### LIST OF TASKS
A. Reproduce the passage of the science and science fiction post word for word, starting at "I saw another" and ending at "of its dormancy.".
B. Translate this sentence from the science and science fiction post into Spanish: "This microbe had been asleep for 120,000 years before scientists incubated it and brought it out of its dormancy."

### TEXT FOR ANALYSIS
%%

Saturday, November 20, 2010

Science and Science Fiction

Looking back on the discovery of a new rainforest on a mountain in Mozambique on the African continent a year ago. I recall doing a little research on the rainforest to see what else there was to the story. It turns out that when scientists capture new wildlife specimens on this mountain - Mount Mabu - most turn out to be new species. I thought it was funny that scientists are hoping to persuade the government of Mozambique that the mountain is unique and merits protection. I thought it was funny because it seems the forest was doing okay up to this point without their help and concern.

I saw another article a few days later about the discovery of a microbe discovered under the ice in Greenland. Now, this wasn't a "new" microbe. This microbe had been asleep for 120,000 years before scientists incubated it and brought it out of its dormancy.

%%

### INFORMATION GIVEN
%%

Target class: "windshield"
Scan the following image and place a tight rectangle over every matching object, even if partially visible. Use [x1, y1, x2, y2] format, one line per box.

%%
%%

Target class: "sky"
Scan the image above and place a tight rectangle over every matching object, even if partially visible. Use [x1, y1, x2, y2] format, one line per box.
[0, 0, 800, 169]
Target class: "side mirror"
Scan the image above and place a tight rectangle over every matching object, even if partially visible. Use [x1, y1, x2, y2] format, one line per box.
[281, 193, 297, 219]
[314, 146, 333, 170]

%%

### ANSWERS TO THE PROBLEMS
A.
I saw another article a few days later about the discovery of a microbe discovered under the ice in Greenland. Now, this wasn't a "new" microbe. This microbe had been asleep for 120,000 years before scientists incubated it and brought it out of its dormancy.

B. Este microbio había estado dormido durante 120.000 años antes de que los científicos lo incubaran y lo sacaran de su estado latente.